#### YOUR INSTRUCTIONS
Copy out the records word for word, from the beginning through the line holding "50;25;68;35", including that line.

#### EXTRACTED INFORMATION
## Begin

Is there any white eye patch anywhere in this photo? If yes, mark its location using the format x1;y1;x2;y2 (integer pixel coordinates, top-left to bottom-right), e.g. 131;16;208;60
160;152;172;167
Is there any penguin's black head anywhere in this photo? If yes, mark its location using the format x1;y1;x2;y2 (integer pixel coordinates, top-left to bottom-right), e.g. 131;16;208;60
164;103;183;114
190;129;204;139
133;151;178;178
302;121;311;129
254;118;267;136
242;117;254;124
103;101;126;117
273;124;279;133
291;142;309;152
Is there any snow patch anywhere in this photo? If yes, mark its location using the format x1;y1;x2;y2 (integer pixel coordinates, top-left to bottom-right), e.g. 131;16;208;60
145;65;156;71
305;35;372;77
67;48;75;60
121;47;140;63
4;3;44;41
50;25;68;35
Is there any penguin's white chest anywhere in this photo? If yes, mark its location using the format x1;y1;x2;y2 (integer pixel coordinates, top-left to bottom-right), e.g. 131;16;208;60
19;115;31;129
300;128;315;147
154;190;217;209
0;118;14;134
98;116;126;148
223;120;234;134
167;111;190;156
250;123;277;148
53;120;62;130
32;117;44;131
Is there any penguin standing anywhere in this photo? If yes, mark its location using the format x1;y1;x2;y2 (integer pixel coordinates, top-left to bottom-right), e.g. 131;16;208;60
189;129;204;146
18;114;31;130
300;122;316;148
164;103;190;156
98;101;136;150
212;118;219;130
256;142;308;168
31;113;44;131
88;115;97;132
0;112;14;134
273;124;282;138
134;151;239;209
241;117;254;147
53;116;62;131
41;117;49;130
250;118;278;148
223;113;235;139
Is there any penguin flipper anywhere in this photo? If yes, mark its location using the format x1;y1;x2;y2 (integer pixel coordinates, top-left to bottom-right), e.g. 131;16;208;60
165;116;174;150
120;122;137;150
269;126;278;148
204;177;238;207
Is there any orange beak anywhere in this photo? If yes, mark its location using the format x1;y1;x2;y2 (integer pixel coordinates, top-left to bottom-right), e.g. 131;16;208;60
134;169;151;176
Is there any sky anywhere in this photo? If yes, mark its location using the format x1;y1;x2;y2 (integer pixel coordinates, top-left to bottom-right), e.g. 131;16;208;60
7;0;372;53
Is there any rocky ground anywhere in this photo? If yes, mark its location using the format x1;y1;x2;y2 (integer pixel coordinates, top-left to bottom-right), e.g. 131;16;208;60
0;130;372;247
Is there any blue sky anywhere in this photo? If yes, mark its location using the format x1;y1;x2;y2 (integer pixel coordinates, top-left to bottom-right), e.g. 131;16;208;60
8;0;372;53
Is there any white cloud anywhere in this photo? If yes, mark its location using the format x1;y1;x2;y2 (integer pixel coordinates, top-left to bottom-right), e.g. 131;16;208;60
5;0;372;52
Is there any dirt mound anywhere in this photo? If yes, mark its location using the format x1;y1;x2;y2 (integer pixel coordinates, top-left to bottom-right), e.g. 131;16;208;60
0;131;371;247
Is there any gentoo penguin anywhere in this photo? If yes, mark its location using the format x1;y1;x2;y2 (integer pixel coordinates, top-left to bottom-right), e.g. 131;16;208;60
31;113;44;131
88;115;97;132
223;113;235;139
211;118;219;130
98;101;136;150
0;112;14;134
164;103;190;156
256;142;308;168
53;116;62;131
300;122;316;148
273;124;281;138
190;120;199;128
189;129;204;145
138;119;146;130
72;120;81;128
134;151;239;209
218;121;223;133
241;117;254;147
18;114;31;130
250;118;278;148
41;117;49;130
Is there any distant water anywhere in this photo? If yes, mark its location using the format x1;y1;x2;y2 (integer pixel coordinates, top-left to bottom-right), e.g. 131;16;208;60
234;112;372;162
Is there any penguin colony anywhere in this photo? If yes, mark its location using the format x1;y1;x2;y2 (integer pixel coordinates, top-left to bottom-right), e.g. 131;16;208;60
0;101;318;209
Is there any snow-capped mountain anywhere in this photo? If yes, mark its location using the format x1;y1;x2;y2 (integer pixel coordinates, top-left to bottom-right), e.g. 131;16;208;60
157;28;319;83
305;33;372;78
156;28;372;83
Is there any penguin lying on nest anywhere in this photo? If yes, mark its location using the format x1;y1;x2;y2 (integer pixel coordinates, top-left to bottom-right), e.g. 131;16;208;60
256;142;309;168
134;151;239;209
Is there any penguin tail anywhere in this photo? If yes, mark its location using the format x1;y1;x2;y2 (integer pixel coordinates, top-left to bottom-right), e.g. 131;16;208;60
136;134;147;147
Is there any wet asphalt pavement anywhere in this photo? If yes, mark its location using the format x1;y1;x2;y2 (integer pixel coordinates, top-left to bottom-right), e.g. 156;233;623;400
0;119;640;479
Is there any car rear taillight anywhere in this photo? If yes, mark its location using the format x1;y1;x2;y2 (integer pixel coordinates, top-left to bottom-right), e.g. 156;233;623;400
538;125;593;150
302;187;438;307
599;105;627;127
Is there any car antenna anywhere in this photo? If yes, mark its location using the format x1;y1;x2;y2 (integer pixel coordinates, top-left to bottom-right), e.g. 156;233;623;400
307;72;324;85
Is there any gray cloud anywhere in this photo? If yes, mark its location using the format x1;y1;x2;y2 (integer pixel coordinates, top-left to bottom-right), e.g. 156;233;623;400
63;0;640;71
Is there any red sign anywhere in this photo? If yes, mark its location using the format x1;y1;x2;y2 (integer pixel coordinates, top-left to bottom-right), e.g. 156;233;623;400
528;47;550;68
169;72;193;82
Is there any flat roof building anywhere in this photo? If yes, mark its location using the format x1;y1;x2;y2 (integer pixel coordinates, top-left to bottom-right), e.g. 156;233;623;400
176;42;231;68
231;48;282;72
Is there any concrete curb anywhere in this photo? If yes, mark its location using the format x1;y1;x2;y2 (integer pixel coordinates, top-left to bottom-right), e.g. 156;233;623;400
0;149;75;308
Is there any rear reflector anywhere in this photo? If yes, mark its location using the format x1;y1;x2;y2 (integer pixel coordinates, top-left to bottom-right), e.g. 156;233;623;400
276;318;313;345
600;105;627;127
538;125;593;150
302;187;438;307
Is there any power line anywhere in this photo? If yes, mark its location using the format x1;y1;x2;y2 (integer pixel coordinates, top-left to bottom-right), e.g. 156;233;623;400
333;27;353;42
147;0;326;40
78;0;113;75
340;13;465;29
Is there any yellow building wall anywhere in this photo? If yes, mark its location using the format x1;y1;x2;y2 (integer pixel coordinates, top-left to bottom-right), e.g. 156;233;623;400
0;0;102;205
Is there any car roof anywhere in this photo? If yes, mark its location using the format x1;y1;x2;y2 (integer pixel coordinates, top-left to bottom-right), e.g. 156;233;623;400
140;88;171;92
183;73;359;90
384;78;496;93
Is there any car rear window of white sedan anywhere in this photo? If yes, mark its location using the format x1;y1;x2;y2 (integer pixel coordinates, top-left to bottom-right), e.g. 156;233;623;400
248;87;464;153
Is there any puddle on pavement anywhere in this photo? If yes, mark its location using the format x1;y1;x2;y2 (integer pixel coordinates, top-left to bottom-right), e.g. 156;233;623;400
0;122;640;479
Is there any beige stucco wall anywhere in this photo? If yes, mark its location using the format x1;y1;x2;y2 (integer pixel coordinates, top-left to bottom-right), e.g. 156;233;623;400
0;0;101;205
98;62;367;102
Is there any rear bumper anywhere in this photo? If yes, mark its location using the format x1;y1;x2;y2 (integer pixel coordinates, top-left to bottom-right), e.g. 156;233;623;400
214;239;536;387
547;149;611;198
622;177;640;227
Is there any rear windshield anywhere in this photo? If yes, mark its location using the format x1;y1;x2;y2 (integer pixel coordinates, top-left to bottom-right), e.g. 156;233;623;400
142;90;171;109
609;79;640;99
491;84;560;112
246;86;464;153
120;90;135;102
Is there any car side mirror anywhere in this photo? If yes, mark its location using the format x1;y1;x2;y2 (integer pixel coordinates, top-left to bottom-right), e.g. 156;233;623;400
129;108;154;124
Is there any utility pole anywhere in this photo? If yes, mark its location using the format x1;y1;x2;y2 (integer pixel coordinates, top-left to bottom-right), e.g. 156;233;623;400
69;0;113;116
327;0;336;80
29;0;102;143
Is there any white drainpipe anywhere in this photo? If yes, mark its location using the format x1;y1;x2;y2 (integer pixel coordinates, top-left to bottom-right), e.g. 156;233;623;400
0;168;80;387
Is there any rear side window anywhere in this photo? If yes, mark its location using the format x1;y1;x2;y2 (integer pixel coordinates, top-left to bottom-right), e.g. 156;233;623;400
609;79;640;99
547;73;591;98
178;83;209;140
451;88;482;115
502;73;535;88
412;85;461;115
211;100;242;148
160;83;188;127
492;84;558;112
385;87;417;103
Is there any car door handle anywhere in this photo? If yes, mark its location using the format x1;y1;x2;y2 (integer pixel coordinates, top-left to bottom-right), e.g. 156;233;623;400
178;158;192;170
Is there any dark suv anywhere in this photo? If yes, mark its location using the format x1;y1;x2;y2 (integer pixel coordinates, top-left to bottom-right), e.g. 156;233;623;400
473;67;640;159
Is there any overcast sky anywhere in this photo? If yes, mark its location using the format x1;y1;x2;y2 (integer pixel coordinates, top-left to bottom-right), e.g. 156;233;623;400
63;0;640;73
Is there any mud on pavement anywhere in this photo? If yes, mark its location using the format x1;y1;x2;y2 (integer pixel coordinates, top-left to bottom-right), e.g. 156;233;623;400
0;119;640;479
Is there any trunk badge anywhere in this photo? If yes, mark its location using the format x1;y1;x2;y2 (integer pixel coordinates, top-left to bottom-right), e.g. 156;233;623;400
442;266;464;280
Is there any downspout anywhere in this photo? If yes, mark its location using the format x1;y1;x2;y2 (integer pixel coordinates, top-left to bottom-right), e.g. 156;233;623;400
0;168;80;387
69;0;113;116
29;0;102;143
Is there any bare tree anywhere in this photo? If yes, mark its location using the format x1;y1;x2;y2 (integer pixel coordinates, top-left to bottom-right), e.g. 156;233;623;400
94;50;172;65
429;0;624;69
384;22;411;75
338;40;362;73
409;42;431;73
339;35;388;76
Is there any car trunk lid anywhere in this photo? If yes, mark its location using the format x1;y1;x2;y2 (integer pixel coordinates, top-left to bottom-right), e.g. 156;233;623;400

## End

#### WRITTEN RESPONSE
Is there any white eye patch anywhere in this photo? If yes, mark its location using the format x1;y1;x2;y2 (integer pixel coordinates, top-left to bottom-right), e.g. 131;16;208;60
160;152;172;167
Is there any penguin's black head anywhere in this photo? If yes, mark its location using the format x1;y1;x2;y2 (integer pixel coordinates, top-left to bottom-right), e.g. 131;16;208;60
164;103;183;114
190;129;204;139
133;151;178;178
302;121;311;129
254;118;267;136
242;117;254;124
103;101;126;117
273;124;279;133
291;142;309;152
Is there any snow patch anywhere in this photo? If yes, mark its location using the format x1;y1;x2;y2 (integer pixel coordinates, top-left to bottom-right), e.g. 131;16;208;60
145;65;156;71
305;35;372;77
67;48;75;60
121;47;140;63
4;3;44;41
50;25;68;35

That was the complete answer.